Segment Start: Exercise materials

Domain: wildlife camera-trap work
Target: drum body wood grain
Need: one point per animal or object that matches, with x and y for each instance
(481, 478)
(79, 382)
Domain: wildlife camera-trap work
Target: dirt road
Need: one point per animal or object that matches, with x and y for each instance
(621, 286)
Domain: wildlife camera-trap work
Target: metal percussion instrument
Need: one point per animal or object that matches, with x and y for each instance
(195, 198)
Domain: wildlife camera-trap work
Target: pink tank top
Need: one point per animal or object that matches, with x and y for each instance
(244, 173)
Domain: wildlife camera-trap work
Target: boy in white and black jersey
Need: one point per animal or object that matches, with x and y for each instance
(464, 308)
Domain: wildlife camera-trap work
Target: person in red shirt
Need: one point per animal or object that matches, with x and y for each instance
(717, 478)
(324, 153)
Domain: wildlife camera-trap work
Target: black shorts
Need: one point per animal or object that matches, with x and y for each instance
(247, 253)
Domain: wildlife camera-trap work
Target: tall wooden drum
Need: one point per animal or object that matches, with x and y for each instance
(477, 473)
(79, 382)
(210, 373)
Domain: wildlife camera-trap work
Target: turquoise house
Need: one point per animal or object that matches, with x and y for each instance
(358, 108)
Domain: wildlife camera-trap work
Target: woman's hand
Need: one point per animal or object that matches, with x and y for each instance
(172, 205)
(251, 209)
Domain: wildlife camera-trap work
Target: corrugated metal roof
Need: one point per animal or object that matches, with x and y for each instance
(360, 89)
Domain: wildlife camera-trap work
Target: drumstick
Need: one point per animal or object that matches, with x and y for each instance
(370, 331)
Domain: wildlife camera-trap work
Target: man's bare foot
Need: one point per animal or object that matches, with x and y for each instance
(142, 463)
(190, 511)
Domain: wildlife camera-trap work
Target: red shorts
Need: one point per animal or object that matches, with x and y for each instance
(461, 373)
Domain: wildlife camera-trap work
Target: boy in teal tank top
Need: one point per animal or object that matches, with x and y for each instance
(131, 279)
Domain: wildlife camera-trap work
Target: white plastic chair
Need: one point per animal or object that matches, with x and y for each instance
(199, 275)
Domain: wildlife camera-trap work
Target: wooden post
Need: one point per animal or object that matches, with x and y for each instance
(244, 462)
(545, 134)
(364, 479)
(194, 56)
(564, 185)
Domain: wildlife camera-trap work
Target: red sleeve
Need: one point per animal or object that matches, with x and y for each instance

Segment End: Exercise materials

Try it: Each line of the data is to be retyped exactly.

Expected output:
Domain: wildlife camera-trap work
Target: drum body wood grain
Need: one point per animal or object that matches, with x and y for each instance
(481, 478)
(79, 382)
Domain: wildlife camera-trap work
Target: dirt road
Need: one point per animal or object that matches, with x and y for each instance
(621, 286)
Domain: wildlife camera-trap work
Target: metal percussion instrument
Need: one point per animal or object that matches, with x and y for each instance
(195, 198)
Domain: wildlife camera-trap work
Target: pink tank top
Need: one point per animal or object that matches, with x and y for each instance
(244, 173)
Domain: wildlife camera-trap work
Target: boy in white and black jersey
Need: one point per animal or object that matches, with x and y for each instance
(464, 308)
Domain: wildlife camera-trap work
Target: person in red shirt
Need: one point per animal or object that matches, with x and y for each instance
(717, 478)
(324, 153)
Domain: wildlife camera-trap work
Target: black shorts
Need: one point per animal or object that matches, with x and y for each instance
(247, 253)
Domain: wildlife camera-trap work
Target: tall wooden drum
Need: one point per animal or object that matches, with x and y for each instance
(477, 473)
(79, 382)
(210, 373)
Domain: wildlife camera-trap work
Target: turquoise house
Need: one point per animal or object that matches, with x and y for each instance
(358, 108)
Domain: wildlife camera-trap work
Target: woman's hand
Need: one point per animal or object that matches, with x and y for each instance
(172, 205)
(251, 209)
Domain: wildlife camera-trap work
Target: corrugated metal roof
Need: one point per animal or object that matches, with x and y for each instance
(360, 89)
Domain: wildlife camera-trap work
Target: drumstick
Need: one point per animal or object that matches, with x and y for each instance
(370, 331)
Domain: wildlife camera-trap work
Target: man's bare foot
Need: one point per animal or object that matches, with x and y for each instance
(142, 463)
(190, 511)
Domain: wildlife camera-trap work
Target: red shorts
Need: one point per animal or object that matches, with x and y for each instance
(461, 373)
Domain: wildlife camera-trap work
Target: boy in teal tank top
Need: one point per animal or object that matches, with x and y for each instance
(131, 279)
Domain: wildlife camera-trap work
Target: white plastic chair
Need: one point per animal or object that matches, with x and y for each instance
(199, 275)
Domain: wildlife camera-trap work
Target: wooden post
Need: one point per animal or object that matches, with x and y for each instance
(244, 462)
(545, 134)
(364, 479)
(194, 56)
(564, 185)
Domain: wildlife camera-trap work
Target: red sleeve
Need: one point per animal or object that matches, with x and y for each instance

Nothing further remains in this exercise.